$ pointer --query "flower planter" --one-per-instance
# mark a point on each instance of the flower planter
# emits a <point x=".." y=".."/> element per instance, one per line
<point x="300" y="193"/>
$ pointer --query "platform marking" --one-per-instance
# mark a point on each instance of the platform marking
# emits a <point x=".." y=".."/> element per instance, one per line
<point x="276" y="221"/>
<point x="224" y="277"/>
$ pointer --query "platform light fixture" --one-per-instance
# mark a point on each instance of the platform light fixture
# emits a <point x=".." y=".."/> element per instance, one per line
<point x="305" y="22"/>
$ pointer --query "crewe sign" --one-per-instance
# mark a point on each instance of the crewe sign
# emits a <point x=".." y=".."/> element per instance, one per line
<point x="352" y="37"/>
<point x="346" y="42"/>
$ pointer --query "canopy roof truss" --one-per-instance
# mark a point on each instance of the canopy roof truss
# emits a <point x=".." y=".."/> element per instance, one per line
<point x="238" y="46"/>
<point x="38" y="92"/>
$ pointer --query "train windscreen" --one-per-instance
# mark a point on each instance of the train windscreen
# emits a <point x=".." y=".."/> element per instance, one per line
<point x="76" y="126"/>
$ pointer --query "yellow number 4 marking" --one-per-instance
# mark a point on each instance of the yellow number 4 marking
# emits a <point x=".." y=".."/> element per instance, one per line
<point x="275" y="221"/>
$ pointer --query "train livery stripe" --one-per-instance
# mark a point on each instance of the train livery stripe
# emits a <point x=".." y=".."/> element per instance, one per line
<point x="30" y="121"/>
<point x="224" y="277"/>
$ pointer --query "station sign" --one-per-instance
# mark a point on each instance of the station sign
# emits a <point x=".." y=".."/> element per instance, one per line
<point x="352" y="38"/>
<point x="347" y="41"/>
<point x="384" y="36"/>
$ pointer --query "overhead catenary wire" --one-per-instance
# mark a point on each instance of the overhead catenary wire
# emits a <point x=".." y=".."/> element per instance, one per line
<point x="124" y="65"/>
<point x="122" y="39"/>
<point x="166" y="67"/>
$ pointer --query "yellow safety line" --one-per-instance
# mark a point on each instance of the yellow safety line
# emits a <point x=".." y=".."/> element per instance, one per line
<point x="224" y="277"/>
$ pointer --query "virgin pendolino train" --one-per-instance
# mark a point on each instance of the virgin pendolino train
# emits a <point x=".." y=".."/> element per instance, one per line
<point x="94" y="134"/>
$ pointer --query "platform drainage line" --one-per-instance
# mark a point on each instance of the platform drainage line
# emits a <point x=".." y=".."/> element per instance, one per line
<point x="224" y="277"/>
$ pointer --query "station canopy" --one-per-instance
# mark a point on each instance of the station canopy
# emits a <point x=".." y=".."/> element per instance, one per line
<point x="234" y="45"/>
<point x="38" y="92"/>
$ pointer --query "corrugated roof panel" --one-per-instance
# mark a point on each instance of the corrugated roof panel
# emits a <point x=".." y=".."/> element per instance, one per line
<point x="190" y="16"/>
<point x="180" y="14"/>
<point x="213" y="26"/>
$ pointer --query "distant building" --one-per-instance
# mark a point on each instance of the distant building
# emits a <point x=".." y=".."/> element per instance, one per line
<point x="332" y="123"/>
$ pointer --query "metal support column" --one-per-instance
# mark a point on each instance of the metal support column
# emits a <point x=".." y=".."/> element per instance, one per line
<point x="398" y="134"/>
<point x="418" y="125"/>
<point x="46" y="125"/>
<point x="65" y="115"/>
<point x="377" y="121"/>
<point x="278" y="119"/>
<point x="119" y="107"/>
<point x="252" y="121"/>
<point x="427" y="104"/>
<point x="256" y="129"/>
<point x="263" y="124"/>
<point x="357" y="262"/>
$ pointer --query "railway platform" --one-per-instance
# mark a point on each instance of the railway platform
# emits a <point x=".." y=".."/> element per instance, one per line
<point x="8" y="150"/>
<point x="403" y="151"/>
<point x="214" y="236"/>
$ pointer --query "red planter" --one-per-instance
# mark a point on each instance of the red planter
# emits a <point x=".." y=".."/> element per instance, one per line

*-*-*

#### GIVEN EXERCISE
Pull out every line of the entries that contains the string "drainage".

#### RESPONSE
$ pointer --query "platform drainage line" --one-per-instance
# mark a point on each instance of the platform drainage line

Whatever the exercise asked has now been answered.